## Aim of the task
Render each line of the rows below as a JSON list of strings, one string per line, and leave out any blank lines.
--- start of Task inputs ---
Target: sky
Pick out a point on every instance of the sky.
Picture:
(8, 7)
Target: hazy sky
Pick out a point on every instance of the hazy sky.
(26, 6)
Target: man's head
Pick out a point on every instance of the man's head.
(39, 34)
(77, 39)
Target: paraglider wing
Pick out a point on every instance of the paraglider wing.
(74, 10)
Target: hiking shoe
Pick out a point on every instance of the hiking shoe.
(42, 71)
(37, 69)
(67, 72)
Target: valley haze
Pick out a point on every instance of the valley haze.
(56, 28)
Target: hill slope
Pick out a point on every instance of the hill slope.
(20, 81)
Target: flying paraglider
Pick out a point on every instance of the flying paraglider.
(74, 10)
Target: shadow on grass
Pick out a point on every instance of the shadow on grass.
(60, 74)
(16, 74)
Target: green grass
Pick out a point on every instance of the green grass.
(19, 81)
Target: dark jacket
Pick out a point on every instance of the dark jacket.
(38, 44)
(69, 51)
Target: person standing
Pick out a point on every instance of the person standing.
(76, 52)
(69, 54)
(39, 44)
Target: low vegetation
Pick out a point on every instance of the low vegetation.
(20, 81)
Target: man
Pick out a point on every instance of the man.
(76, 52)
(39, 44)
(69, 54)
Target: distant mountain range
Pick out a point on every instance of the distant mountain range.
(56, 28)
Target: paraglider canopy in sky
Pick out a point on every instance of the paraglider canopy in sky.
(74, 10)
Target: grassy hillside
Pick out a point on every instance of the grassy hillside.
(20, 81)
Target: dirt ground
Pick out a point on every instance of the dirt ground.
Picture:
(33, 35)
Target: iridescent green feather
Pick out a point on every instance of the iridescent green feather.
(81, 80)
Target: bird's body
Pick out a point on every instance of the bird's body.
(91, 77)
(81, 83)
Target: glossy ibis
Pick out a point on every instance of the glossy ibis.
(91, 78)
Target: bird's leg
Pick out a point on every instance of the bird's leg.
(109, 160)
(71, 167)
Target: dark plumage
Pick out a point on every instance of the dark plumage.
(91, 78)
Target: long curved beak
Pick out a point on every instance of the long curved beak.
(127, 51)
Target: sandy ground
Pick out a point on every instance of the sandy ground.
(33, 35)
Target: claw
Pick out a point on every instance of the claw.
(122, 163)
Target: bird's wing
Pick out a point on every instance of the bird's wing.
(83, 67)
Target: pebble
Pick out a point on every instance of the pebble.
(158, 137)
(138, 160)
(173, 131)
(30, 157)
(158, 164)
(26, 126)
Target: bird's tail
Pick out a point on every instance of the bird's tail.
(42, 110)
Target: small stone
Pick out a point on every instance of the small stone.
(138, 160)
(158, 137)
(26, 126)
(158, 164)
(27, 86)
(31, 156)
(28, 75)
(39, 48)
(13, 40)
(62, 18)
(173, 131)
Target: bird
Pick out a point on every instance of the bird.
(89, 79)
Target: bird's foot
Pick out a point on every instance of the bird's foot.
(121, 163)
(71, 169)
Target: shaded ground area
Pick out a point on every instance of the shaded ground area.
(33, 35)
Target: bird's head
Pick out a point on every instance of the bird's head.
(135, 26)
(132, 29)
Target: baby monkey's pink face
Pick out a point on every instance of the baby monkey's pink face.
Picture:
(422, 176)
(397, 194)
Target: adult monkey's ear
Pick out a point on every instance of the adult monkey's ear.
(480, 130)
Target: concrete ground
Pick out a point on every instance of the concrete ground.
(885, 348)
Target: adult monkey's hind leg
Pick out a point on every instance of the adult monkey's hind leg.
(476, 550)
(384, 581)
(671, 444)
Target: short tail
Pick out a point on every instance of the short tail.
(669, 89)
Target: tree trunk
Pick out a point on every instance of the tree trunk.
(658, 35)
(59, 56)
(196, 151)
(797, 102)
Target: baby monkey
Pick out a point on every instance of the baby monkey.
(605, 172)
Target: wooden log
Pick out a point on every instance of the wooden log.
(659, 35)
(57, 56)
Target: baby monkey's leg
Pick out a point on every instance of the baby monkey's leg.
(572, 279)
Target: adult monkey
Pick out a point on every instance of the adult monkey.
--- end of Task inputs ---
## Final result
[
  "Target: sky",
  "Pick out a point on every instance of the sky.",
  "Picture:",
  "(8, 7)",
  "Target: hazy sky",
  "Pick out a point on every instance of the hazy sky.",
  "(26, 6)",
  "Target: man's head",
  "Pick out a point on every instance of the man's head.",
  "(39, 34)",
  "(77, 39)",
  "Target: paraglider wing",
  "Pick out a point on every instance of the paraglider wing.",
  "(74, 10)",
  "Target: hiking shoe",
  "Pick out a point on every instance of the hiking shoe.",
  "(42, 71)",
  "(37, 69)",
  "(67, 72)",
  "Target: valley haze",
  "Pick out a point on every instance of the valley haze.",
  "(56, 28)",
  "Target: hill slope",
  "Pick out a point on every instance of the hill slope.",
  "(20, 81)",
  "Target: flying paraglider",
  "Pick out a point on every instance of the flying paraglider.",
  "(74, 10)",
  "Target: shadow on grass",
  "Pick out a point on every instance of the shadow on grass.",
  "(60, 74)",
  "(16, 74)",
  "Target: green grass",
  "Pick out a point on every instance of the green grass.",
  "(19, 81)",
  "Target: dark jacket",
  "Pick out a point on every instance of the dark jacket.",
  "(38, 44)",
  "(69, 51)",
  "Target: person standing",
  "Pick out a point on every instance of the person standing.",
  "(76, 52)",
  "(69, 54)",
  "(39, 44)",
  "Target: low vegetation",
  "Pick out a point on every instance of the low vegetation.",
  "(20, 81)",
  "Target: man",
  "Pick out a point on every instance of the man.",
  "(76, 52)",
  "(39, 44)",
  "(69, 54)",
  "Target: distant mountain range",
  "Pick out a point on every instance of the distant mountain range.",
  "(56, 28)",
  "Target: paraglider canopy in sky",
  "Pick out a point on every instance of the paraglider canopy in sky.",
  "(74, 10)",
  "Target: grassy hillside",
  "Pick out a point on every instance of the grassy hillside.",
  "(20, 81)",
  "Target: dirt ground",
  "Pick out a point on every instance of the dirt ground.",
  "Picture:",
  "(33, 35)",
  "Target: iridescent green feather",
  "Pick out a point on every instance of the iridescent green feather.",
  "(81, 80)",
  "Target: bird's body",
  "Pick out a point on every instance of the bird's body.",
  "(91, 77)",
  "(81, 83)",
  "Target: glossy ibis",
  "Pick out a point on every instance of the glossy ibis.",
  "(91, 78)",
  "Target: bird's leg",
  "Pick out a point on every instance of the bird's leg.",
  "(109, 160)",
  "(71, 167)",
  "Target: dark plumage",
  "Pick out a point on every instance of the dark plumage.",
  "(91, 78)",
  "Target: long curved beak",
  "Pick out a point on every instance of the long curved beak.",
  "(127, 51)",
  "Target: sandy ground",
  "Pick out a point on every instance of the sandy ground.",
  "(33, 35)",
  "Target: claw",
  "Pick out a point on every instance of the claw.",
  "(122, 163)",
  "Target: bird's wing",
  "Pick out a point on every instance of the bird's wing.",
  "(83, 67)",
  "Target: pebble",
  "Pick out a point on every instance of the pebble.",
  "(158, 137)",
  "(138, 160)",
  "(173, 131)",
  "(30, 157)",
  "(158, 164)",
  "(26, 126)",
  "Target: bird's tail",
  "Pick out a point on every instance of the bird's tail.",
  "(42, 110)",
  "Target: small stone",
  "Pick out a point on every instance of the small stone.",
  "(138, 160)",
  "(158, 137)",
  "(26, 126)",
  "(158, 164)",
  "(27, 86)",
  "(31, 156)",
  "(28, 75)",
  "(39, 48)",
  "(13, 40)",
  "(62, 18)",
  "(173, 131)",
  "Target: bird",
  "Pick out a point on every instance of the bird.",
  "(89, 79)",
  "Target: bird's foot",
  "Pick out a point on every instance of the bird's foot.",
  "(121, 163)",
  "(71, 169)",
  "Target: shaded ground area",
  "Pick out a point on every instance of the shaded ground area.",
  "(33, 35)",
  "Target: bird's head",
  "Pick out a point on every instance of the bird's head.",
  "(135, 26)",
  "(132, 29)",
  "Target: baby monkey's pink face",
  "Pick out a point on every instance of the baby monkey's pink face.",
  "Picture:",
  "(422, 176)",
  "(397, 194)",
  "Target: adult monkey's ear",
  "Pick out a point on every instance of the adult monkey's ear.",
  "(480, 130)",
  "Target: concrete ground",
  "Pick out a point on every instance of the concrete ground.",
  "(885, 348)",
  "Target: adult monkey's hind leg",
  "Pick out a point on every instance of the adult monkey's hind leg.",
  "(476, 550)",
  "(384, 581)",
  "(671, 444)",
  "Target: short tail",
  "Pick out a point on every instance of the short tail.",
  "(669, 89)",
  "Target: tree trunk",
  "Pick out a point on every instance of the tree trunk.",
  "(658, 35)",
  "(59, 56)",
  "(196, 151)",
  "(797, 102)",
  "Target: baby monkey",
  "Pick out a point on every instance of the baby monkey.",
  "(605, 172)",
  "Target: wooden log",
  "Pick out a point on every instance of the wooden log.",
  "(659, 35)",
  "(57, 56)",
  "Target: baby monkey's leg",
  "Pick out a point on every instance of the baby monkey's leg.",
  "(572, 279)",
  "Target: adult monkey",
  "Pick out a point on every instance of the adult monkey."
]